» Exercise description
Report the count of lines with "each" in the data below, and no other words.
=== Material provided ===
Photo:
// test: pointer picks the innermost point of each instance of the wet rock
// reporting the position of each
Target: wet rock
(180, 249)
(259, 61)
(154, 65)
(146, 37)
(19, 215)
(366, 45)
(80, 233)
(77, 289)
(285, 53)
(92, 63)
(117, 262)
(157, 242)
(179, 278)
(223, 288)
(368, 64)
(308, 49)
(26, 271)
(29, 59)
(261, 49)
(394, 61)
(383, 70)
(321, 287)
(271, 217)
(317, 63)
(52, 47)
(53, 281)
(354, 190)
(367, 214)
===
» Completed exercise
2